> Aufgabenstellung
**a.** Welches Muster trägt das Milchkännchen im Textauszug?
**b.** Gib alle Zeilen zurück, in denen die Zeichenfolge "ornamental" vorkommt.

Das darf doch nicht wahr sein! Mein schönes altes Milchkännchen ist kaputt! Vor ein paar Tagen fiel es mir aus der Hand und der Henkel brach ab. Das ist so schade, weil es ein Erinnerungsstück ist! Und ich bin wirklich traurig darüber. Vielleicht klingt das etwas übertrieben. Schließlich ist es ja nur ein Gebrauchsgegenstand. Vergleichsweise wertlos und leicht zu ersetzen. Aber allemal schöner als die Portionsmilch in Plastikdöschen. Und entscheidend für mich ist: mir bedeutet das kleine Gefäß sehr viel, weil das Milchkännchen: eine Art Symbol für mich ist. Das Milchkännchen mit dem blauen Netzmuster erinnert mich nämlich an meine Familie zuhause: Dann sehe ich quasi den Wohnzimmertisch vor meinen Augen: Wir essen den noch warmen Marmorkuchen und trinken Kaffee. Das war quasi ein Ritual am Sonntagnachmittag.

Zugegeben: Als Jugendliche fand ich das manchmal auch langweilig. Immer wieder sonntags der gleiche Ablauf. Aber es war ein Fixpunkt für die ganze Familie: Am Sonntag kamen wir alle zusammen! Inzwischen sind viele Jahrzehnte vergangen. Jetzt denke ich doch eher mit Wehmut daran zurück. Denn so eine Familientradition hat doch etwas! Und was hat sich nicht alles verändert? Heute habe ich ja meine eigene Familie. Die Kinder sind groß. Wir sehen uns seltener. Und wenn ich mich umschaue: Die Gesellschaft insgesamt ist vielfältiger und bunter geworden. Und nicht nur das. Sie ist auch viel mobiler geworden: Jeder Mensch hat heute irgendwie seinen eigenen Rhythmus durch die Arbeit oder den Freundeskreis. Das prägt doch den Tages- oder den Wochenablauf. Und der ist manchmal ganz schön hektisch. Da braucht es oft auch neue Ideen und neue Formen, um das Zusammenkommen zu gestalten – nicht nur in der Familie am Sonntag. Ja, und vielleicht auch so etwas wie eine feste Zeit inmitten des normalen Alltags.

> Datensatz
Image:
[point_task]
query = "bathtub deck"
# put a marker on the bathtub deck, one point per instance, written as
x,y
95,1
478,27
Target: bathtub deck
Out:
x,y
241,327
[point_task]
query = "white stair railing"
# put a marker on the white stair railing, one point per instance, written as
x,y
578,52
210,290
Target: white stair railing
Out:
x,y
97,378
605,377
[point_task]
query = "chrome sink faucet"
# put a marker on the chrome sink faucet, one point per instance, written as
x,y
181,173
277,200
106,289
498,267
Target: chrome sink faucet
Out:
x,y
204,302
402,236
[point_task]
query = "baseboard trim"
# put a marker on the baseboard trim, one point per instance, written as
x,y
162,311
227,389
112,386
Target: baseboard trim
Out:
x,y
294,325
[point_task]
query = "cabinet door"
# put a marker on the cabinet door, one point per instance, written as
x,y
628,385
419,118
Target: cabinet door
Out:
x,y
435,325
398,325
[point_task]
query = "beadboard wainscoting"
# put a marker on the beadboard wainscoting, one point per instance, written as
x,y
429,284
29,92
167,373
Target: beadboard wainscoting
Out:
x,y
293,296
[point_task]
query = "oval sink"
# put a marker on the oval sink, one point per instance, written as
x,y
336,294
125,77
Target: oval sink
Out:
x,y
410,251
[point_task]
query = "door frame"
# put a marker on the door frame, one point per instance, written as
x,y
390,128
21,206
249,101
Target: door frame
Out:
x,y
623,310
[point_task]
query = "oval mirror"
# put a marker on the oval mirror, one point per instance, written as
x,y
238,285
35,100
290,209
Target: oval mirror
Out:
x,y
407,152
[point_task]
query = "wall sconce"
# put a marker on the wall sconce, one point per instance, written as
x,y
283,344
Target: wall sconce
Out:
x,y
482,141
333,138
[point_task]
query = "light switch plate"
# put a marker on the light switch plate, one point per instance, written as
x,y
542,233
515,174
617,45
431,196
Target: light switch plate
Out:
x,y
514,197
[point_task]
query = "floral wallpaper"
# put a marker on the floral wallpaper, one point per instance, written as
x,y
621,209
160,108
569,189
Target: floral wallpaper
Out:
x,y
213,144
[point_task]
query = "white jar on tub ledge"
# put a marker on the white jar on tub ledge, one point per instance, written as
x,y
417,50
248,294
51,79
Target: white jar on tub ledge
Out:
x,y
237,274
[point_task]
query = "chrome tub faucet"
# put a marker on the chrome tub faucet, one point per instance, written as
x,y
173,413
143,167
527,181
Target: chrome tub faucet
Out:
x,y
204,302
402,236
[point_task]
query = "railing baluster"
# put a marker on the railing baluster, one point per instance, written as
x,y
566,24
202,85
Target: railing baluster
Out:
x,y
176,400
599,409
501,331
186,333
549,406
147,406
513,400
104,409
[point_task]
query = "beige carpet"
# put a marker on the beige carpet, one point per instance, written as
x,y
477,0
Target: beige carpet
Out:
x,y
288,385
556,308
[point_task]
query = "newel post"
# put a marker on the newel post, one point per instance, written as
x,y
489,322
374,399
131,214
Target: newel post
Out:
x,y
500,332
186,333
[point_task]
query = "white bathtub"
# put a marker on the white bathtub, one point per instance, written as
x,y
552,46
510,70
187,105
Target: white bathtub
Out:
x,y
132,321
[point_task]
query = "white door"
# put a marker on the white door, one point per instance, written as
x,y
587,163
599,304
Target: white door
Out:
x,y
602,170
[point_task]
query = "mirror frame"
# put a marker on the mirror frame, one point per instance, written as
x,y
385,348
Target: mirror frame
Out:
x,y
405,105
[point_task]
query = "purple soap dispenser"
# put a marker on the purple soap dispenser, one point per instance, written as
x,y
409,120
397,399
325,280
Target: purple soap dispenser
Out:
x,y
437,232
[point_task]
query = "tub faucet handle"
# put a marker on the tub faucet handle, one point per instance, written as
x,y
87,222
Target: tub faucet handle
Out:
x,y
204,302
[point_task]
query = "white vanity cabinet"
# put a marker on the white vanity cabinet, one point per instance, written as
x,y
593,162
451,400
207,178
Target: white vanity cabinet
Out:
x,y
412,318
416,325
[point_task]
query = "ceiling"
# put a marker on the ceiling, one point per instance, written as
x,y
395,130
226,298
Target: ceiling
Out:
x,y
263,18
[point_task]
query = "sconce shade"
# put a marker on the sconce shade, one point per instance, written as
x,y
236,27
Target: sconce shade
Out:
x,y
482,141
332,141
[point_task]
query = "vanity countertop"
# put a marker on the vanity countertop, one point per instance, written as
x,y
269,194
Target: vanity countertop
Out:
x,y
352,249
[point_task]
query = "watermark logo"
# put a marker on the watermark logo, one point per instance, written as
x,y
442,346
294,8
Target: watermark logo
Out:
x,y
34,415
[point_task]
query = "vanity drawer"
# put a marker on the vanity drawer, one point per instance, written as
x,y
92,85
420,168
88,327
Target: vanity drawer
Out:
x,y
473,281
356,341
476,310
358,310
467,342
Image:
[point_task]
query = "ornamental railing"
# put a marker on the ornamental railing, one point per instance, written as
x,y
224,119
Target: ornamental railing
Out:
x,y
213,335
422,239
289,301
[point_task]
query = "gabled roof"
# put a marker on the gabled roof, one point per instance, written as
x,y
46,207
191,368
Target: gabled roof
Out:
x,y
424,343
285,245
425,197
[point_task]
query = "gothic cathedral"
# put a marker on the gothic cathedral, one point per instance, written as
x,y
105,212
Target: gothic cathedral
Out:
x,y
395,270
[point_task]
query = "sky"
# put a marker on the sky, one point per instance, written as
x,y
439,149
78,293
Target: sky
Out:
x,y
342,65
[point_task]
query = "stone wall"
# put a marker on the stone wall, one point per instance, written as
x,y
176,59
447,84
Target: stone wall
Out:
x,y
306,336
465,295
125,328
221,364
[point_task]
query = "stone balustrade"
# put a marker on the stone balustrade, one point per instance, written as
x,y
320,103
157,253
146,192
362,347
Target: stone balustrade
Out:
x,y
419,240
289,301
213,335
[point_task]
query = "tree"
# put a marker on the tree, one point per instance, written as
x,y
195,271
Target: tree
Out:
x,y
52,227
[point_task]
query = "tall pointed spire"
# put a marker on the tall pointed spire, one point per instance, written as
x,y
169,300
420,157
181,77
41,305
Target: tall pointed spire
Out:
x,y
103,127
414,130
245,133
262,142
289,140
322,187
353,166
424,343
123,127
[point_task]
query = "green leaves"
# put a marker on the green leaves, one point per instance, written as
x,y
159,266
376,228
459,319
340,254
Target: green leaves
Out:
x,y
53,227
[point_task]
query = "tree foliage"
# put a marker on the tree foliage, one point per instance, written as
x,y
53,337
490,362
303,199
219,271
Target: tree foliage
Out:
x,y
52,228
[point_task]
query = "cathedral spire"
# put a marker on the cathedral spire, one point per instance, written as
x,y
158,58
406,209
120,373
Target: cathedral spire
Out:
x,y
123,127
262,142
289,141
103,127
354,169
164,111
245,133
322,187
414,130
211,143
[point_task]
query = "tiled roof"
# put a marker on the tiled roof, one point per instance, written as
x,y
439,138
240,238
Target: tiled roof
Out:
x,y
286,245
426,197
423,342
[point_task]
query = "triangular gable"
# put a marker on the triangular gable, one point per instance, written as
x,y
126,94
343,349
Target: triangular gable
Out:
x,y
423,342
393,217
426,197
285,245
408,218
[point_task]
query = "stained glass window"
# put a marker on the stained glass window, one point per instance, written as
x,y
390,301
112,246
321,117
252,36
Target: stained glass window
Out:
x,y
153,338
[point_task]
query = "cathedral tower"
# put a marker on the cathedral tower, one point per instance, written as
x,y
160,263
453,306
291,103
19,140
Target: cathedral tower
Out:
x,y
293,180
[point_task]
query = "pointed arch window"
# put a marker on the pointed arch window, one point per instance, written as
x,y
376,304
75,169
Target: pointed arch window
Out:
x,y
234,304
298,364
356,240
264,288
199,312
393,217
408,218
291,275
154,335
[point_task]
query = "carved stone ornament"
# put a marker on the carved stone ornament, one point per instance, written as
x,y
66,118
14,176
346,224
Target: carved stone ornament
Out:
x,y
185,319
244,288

> Lösungen
**a.** Ein blaues Netzmuster.

**b.**
query = "ornamental railing"
# put a marker on the ornamental railing, one point per instance, written as
Target: ornamental railing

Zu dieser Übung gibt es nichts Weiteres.